BEGIN EXERCISE DATA

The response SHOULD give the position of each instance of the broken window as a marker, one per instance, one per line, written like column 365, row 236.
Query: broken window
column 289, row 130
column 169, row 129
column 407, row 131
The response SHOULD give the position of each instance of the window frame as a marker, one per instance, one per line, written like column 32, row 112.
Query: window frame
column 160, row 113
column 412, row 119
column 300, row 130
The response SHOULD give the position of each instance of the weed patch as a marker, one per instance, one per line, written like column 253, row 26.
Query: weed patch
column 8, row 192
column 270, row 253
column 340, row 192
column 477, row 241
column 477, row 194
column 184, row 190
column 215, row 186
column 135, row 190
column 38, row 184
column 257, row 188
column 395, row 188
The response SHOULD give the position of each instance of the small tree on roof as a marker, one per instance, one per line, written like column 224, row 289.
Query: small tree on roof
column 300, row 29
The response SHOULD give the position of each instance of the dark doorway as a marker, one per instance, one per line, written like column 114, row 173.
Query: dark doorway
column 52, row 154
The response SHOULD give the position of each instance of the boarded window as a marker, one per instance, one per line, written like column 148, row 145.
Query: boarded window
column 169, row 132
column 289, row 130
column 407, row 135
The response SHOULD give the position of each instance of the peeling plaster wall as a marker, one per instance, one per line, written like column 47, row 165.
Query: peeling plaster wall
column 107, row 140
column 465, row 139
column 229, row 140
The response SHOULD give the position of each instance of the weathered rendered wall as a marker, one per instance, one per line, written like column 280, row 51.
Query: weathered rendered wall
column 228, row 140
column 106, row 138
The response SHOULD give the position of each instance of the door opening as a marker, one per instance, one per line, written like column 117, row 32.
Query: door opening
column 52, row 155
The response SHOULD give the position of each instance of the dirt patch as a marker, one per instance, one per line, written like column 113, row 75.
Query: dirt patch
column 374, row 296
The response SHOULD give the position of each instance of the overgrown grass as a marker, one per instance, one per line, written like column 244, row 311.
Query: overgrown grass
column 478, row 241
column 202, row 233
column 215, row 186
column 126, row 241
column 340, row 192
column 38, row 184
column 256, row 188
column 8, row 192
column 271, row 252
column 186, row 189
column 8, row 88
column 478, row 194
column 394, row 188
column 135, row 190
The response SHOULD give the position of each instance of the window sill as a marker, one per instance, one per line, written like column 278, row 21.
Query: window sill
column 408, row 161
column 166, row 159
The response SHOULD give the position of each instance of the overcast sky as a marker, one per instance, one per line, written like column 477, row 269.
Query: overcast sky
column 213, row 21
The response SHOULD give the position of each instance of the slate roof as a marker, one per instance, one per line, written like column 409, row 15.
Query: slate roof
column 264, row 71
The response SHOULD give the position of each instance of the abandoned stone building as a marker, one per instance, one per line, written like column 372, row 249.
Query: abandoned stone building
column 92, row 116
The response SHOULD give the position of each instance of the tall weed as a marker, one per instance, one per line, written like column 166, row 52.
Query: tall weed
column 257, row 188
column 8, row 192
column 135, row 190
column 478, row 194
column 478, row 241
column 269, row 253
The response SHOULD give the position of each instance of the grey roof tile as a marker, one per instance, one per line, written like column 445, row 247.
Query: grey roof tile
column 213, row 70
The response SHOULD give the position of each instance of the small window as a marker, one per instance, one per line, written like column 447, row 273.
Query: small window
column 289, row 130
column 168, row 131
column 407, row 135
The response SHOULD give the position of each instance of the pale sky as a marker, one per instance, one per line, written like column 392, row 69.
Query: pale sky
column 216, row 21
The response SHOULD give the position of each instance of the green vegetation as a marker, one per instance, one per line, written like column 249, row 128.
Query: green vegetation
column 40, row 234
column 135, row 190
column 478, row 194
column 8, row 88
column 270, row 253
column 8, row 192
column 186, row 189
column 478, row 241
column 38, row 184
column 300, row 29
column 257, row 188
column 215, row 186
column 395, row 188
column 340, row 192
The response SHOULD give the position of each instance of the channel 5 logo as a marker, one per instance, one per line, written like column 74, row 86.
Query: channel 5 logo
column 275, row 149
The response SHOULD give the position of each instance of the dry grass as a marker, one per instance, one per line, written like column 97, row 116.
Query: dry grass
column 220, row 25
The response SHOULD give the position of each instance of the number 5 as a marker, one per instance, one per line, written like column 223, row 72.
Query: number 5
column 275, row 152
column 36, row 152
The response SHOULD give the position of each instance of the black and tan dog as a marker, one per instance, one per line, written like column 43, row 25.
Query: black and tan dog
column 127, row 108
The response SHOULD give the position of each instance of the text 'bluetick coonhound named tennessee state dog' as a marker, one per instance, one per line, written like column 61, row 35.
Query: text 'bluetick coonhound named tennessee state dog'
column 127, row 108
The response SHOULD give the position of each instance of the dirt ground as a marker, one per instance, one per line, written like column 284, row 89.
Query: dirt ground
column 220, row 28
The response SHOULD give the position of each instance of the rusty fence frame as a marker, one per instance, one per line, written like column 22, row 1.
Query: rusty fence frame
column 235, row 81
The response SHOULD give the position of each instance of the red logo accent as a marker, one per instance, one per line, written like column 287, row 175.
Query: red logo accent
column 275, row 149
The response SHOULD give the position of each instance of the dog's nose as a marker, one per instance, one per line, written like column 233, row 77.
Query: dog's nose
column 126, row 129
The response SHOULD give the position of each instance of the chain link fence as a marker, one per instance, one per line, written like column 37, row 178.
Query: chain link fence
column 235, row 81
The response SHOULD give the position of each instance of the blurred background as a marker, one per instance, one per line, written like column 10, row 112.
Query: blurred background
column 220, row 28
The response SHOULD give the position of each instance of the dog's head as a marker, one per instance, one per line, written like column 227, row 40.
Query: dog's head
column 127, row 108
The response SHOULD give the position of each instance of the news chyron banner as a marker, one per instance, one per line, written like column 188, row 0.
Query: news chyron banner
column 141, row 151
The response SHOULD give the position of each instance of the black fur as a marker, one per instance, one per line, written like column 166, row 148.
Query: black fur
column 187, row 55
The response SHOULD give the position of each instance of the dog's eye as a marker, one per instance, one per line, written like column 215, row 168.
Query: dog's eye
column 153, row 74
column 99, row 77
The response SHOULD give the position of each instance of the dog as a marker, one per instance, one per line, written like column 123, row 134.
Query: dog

END EXERCISE DATA

* ACTIVITY
Each record should be repeated in full, exactly as it is written.

* ANSWER TO THIS EXERCISE
The response SHOULD give the position of each instance of the broken window as a marker, one per instance, one per line, written like column 365, row 236.
Query: broken window
column 289, row 130
column 169, row 129
column 407, row 131
The response SHOULD give the position of each instance of the window frame as a marker, one per instance, one per line, written like column 32, row 112.
Query: window frame
column 160, row 113
column 412, row 119
column 300, row 130
The response SHOULD give the position of each instance of the weed patch as a marker, one per instance, one per line, written like column 253, row 26.
Query: weed patch
column 8, row 192
column 270, row 253
column 340, row 192
column 477, row 241
column 477, row 194
column 184, row 190
column 215, row 186
column 135, row 190
column 38, row 184
column 257, row 188
column 395, row 188
The response SHOULD give the position of each instance of the small tree on roof as a marker, one per instance, one per line, written like column 224, row 289.
Query: small tree on roof
column 300, row 29
The response SHOULD give the position of each instance of the dark doorway as a marker, one per instance, one per line, written like column 114, row 173.
Query: dark doorway
column 52, row 154
The response SHOULD give the position of each instance of the boarded window as a marker, one per instance, one per line, written like column 148, row 145.
Query: boarded window
column 169, row 132
column 289, row 130
column 407, row 135
The response SHOULD give the position of each instance of the peeling plaster wall as a marker, one per instance, one per line, written like column 47, row 165.
Query: peeling plaster wall
column 107, row 140
column 465, row 139
column 229, row 140
The response SHOULD give the position of each instance of the weathered rendered wall as a marker, one per instance, one per line, written like column 280, row 51.
Query: weathered rendered wall
column 228, row 140
column 106, row 138
The response SHOULD give the position of each instance of the door opening as a marker, one per instance, one per line, written like column 117, row 32.
Query: door opening
column 52, row 155
The response SHOULD give the position of each instance of the dirt patch as a marker, one per instance, one per line, written like column 113, row 75.
Query: dirt patch
column 374, row 296
The response SHOULD give the position of each instance of the overgrown grass as a marker, one per instance, one per line, written like column 244, row 311.
Query: overgrown grass
column 478, row 241
column 202, row 233
column 215, row 186
column 126, row 241
column 340, row 192
column 38, row 184
column 256, row 188
column 8, row 192
column 271, row 252
column 186, row 189
column 8, row 88
column 478, row 194
column 394, row 188
column 135, row 190
The response SHOULD give the position of each instance of the window sill as a marker, one per instance, one per line, written like column 278, row 21.
Query: window sill
column 408, row 161
column 166, row 159
The response SHOULD give the position of each instance of the overcast sky as a marker, one per instance, one per line, written like column 477, row 269.
Query: overcast sky
column 213, row 21
The response SHOULD give the position of each instance of the slate roof as a marker, one per instance, one per line, written like column 409, row 15.
Query: slate roof
column 264, row 71
The response SHOULD give the position of each instance of the abandoned stone building as a marker, one per instance, one per line, written like column 372, row 249.
Query: abandoned stone building
column 92, row 116
The response SHOULD give the position of each instance of the tall weed as a marker, one per instance, one per line, written like column 166, row 52.
Query: tall weed
column 257, row 188
column 8, row 192
column 135, row 190
column 478, row 194
column 478, row 241
column 269, row 253
The response SHOULD give the position of each instance of the grey roof tile as a marker, one per instance, one per line, written like column 445, row 247.
Query: grey roof tile
column 213, row 70
The response SHOULD give the position of each instance of the small window as a marker, one per instance, one per line, written like column 447, row 273.
Query: small window
column 289, row 130
column 168, row 131
column 407, row 135
The response SHOULD give the position of each instance of the pale sky as a marker, one per instance, one per line, written like column 392, row 69.
Query: pale sky
column 216, row 21
The response SHOULD give the position of each instance of the green vegetation as a marker, one per instance, one per line, written like column 249, row 128.
Query: green vegetation
column 40, row 234
column 135, row 190
column 478, row 194
column 8, row 88
column 270, row 253
column 8, row 192
column 186, row 189
column 478, row 241
column 38, row 184
column 300, row 29
column 257, row 188
column 215, row 186
column 395, row 188
column 340, row 192
The response SHOULD give the position of each instance of the channel 5 logo as a marker, one per instance, one per line, written like column 74, row 86.
Query: channel 5 logo
column 275, row 149
The response SHOULD give the position of each instance of the dry grass as a marker, one per instance, one per line, written like column 97, row 116.
Query: dry grass
column 220, row 25
The response SHOULD give the position of each instance of the number 5 as a marker, one per instance, one per line, written like column 223, row 72.
Query: number 5
column 275, row 152
column 36, row 152
The response SHOULD give the position of each instance of the black and tan dog as a marker, one per instance, one per line, written like column 43, row 25.
Query: black and tan dog
column 127, row 108
The response SHOULD give the position of each instance of the text 'bluetick coonhound named tennessee state dog' as a marker, one per instance, one per line, written like column 61, row 35.
Query: text 'bluetick coonhound named tennessee state dog'
column 127, row 108
The response SHOULD give the position of each instance of the dirt ground as a marker, one per instance, one per line, written like column 284, row 89.
Query: dirt ground
column 220, row 28
The response SHOULD give the position of each instance of the rusty fence frame as a marker, one per instance, one per line, written like column 22, row 1.
Query: rusty fence frame
column 235, row 81
The response SHOULD give the position of each instance of the red logo accent as a marker, one per instance, one per line, written like column 287, row 175.
Query: red logo accent
column 275, row 149
The response SHOULD give the position of each instance of the dog's nose as a marker, one per instance, one per line, written like column 233, row 77.
Query: dog's nose
column 126, row 129
The response SHOULD give the position of each instance of the chain link fence as a marker, one per instance, one per line, written like column 37, row 178.
Query: chain link fence
column 235, row 81
The response SHOULD give the position of each instance of the blurred background as a marker, one per instance, one per line, written like column 10, row 112.
Query: blurred background
column 220, row 28
The response SHOULD give the position of each instance of the dog's head as a marker, one per instance, one per line, written like column 227, row 40.
Query: dog's head
column 127, row 108
The response SHOULD give the position of each instance of the news chyron banner as a marker, one per instance, one per line, written like column 188, row 0.
Query: news chyron banner
column 141, row 151
The response SHOULD give the position of each instance of the black fur as a marker, one per instance, one per line, written like column 166, row 148.
Query: black fur
column 187, row 55
The response SHOULD give the position of each instance of the dog's eye as a marker, one per instance, one per line, written like column 215, row 168.
Query: dog's eye
column 153, row 74
column 99, row 77
The response SHOULD give the position of each instance of the dog as a marker, one per instance, one per line, written like column 123, row 134.
Query: dog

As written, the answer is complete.